• **RECORDS SUPPLIED**

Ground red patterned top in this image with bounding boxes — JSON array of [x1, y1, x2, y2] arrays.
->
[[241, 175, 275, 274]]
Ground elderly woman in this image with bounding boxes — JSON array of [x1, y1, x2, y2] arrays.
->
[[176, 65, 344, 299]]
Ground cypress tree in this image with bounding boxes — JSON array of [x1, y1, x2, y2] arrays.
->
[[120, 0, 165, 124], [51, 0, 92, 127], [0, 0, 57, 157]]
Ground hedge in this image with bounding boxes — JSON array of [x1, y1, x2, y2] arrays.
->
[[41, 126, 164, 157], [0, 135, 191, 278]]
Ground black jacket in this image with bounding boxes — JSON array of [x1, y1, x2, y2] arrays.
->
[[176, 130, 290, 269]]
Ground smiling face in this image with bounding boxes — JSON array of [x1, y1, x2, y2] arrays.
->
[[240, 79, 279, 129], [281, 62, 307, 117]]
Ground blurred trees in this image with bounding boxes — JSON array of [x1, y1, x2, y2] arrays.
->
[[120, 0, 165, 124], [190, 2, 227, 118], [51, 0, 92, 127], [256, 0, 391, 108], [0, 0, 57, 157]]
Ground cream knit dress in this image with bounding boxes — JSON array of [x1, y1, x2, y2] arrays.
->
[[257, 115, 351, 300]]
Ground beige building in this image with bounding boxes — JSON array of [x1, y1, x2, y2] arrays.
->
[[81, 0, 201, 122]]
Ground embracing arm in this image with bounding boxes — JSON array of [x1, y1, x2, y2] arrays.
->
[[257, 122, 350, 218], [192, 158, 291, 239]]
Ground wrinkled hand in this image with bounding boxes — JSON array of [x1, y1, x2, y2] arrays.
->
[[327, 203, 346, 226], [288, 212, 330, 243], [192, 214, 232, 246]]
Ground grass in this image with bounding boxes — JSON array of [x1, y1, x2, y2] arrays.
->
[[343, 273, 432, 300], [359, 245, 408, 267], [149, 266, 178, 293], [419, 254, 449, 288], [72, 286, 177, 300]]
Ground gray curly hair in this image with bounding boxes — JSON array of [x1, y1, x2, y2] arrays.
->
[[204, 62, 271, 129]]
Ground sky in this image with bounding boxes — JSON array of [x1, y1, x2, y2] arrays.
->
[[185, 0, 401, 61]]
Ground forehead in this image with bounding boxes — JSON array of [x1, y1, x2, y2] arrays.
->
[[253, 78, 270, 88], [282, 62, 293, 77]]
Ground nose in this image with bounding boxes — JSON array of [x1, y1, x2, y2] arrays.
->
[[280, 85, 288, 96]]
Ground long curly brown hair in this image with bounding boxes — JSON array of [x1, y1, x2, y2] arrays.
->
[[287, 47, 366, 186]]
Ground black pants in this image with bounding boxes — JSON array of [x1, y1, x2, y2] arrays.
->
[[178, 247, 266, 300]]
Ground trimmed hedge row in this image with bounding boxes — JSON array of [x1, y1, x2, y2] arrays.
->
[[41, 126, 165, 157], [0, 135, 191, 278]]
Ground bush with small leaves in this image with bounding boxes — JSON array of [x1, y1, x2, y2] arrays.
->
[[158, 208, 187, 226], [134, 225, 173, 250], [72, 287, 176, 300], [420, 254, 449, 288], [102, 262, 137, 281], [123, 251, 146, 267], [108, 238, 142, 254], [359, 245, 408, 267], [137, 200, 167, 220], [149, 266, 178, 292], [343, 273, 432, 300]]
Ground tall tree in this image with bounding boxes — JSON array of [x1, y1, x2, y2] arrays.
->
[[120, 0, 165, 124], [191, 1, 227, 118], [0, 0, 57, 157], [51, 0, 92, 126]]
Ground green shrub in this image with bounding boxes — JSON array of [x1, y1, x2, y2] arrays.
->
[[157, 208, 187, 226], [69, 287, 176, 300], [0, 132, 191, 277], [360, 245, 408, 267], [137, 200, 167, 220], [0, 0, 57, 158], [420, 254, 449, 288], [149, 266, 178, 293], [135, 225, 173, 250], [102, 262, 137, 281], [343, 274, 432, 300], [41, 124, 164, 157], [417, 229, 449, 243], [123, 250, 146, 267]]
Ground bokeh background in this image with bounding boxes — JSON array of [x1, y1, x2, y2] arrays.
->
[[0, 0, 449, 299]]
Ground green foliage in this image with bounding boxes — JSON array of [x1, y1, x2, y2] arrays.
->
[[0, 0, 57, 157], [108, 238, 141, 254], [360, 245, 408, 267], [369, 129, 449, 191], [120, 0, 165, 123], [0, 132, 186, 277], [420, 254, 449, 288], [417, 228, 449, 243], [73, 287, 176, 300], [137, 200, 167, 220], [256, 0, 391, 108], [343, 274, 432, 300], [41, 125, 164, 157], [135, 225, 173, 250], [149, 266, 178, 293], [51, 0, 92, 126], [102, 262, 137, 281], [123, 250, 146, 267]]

• **GIVEN TASK**
Rewrite every one of the items above with "bounding boxes" changed to "rectangles" and nothing else altered.

• **OUTPUT**
Ground red patterned top in this image with rectangles — JSON array of [x1, y1, x2, y2] arrays.
->
[[241, 175, 275, 274]]
Ground elderly woman in this image with rectangles — JSON array of [x1, y1, x2, y2] arrays.
->
[[176, 65, 344, 299]]
Ground cypress tree in this image with rectangles — JSON array of [x1, y1, x2, y2] arrays.
->
[[120, 0, 165, 124], [51, 0, 92, 127], [0, 0, 57, 157]]
Ground hedge in this image with rectangles — JSON array of [x1, y1, x2, y2] arrays.
->
[[41, 126, 164, 157], [0, 135, 191, 278]]
Ground black jacket in this image with rectangles — JSON array of [x1, y1, x2, y2] arrays.
->
[[176, 130, 290, 269]]
Ground smiling face in this image with rectangles — JSON array of [x1, y1, x2, y2] arrays.
->
[[240, 79, 279, 129], [281, 62, 307, 117]]
Ground blurred trees in this image with rectangles — JSON array of [x1, y1, x2, y2] arrays.
->
[[120, 0, 165, 124], [190, 2, 227, 118], [51, 0, 92, 127], [256, 0, 391, 108], [0, 0, 57, 157]]
Ground cream knit dress in this image with rectangles — JSON array of [x1, y1, x2, y2] arrays.
->
[[257, 115, 351, 300]]
Ground beige building in this image with rectangles — JSON array of [x1, y1, x2, y2] arrays.
->
[[81, 0, 201, 122]]
Ground embracing arm in this image with rectangles — JSON array of [x1, y1, x2, y2] arrays.
->
[[257, 122, 350, 218], [192, 158, 291, 239]]
Ground wrinkled hand in this image with rectangles — JSON array of [x1, y1, x2, y2] arrays.
->
[[327, 203, 346, 226], [288, 212, 330, 243], [192, 214, 232, 246]]
Ground grass in this image with rectangles — JSON array of [x1, y1, x2, y2] arrays.
->
[[343, 273, 432, 300], [359, 245, 408, 267], [149, 266, 178, 293], [419, 254, 449, 288], [72, 286, 177, 300]]
Ground gray curly hair in this image with rectangles — JSON array of [x1, y1, x2, y2] arrays.
->
[[204, 62, 271, 129]]
Ground sky in this image with rectangles — JSON array of [x1, y1, x2, y2] arrays.
->
[[185, 0, 401, 61]]
Ground forehead in this image with rectangles — JSON array of [x1, y1, x2, y2] arrays.
->
[[253, 78, 270, 88], [282, 62, 293, 77]]
Ground nose in this image with rectangles — JSON array of [x1, y1, x2, y2] arrays.
->
[[280, 85, 288, 96]]
Ground long curly brown hair in this image with rectangles — JSON array of [x1, y1, x2, y2] arrays.
->
[[287, 47, 366, 186]]
Ground black pants in this image with rectangles — JSON array of [x1, y1, x2, y2] arrays.
->
[[178, 247, 266, 300]]
Ground trimmed hedge row in this image with rectangles — JSON array of [x1, y1, x2, y2] arrays.
->
[[41, 126, 165, 157], [0, 135, 191, 278]]
Ground bush with small leaves in this image with rectangles — JSON array of [x1, y1, x2, y2] arrays.
->
[[158, 208, 187, 226], [134, 225, 173, 250], [72, 287, 176, 300], [420, 254, 449, 288], [102, 262, 137, 281], [123, 251, 146, 267], [108, 238, 142, 254], [359, 245, 408, 267], [137, 200, 167, 220], [149, 266, 178, 292], [343, 273, 432, 300]]
Ground tall tree in this image with rectangles — JSON array of [x1, y1, x2, y2] arrays.
->
[[120, 0, 165, 124], [191, 1, 227, 118], [0, 0, 57, 157], [51, 0, 92, 126]]
Ground green shrub in this image with rectangles — JSON array of [x1, y1, x2, y2] arrays.
->
[[157, 208, 187, 226], [69, 287, 176, 300], [0, 132, 191, 277], [360, 245, 408, 267], [137, 200, 167, 220], [0, 0, 57, 158], [420, 254, 449, 288], [149, 266, 178, 293], [135, 225, 173, 250], [102, 262, 137, 281], [343, 274, 432, 300], [41, 124, 164, 157], [417, 229, 449, 243], [123, 250, 146, 267]]
Ground bokeh background in this image with rectangles — JSON array of [x1, y1, x2, y2] arrays.
->
[[0, 0, 449, 299]]
Ground green foliage in this image with rectangles — JSON array of [x1, y1, x2, y2] arrays.
->
[[0, 0, 57, 157], [108, 238, 141, 254], [360, 245, 408, 267], [369, 129, 449, 191], [120, 0, 165, 123], [0, 132, 186, 277], [420, 254, 449, 288], [417, 228, 449, 243], [73, 287, 176, 300], [137, 200, 167, 220], [256, 0, 391, 108], [343, 274, 432, 300], [41, 125, 164, 157], [135, 225, 173, 250], [149, 266, 178, 293], [51, 0, 92, 126], [102, 262, 137, 281], [123, 250, 146, 267]]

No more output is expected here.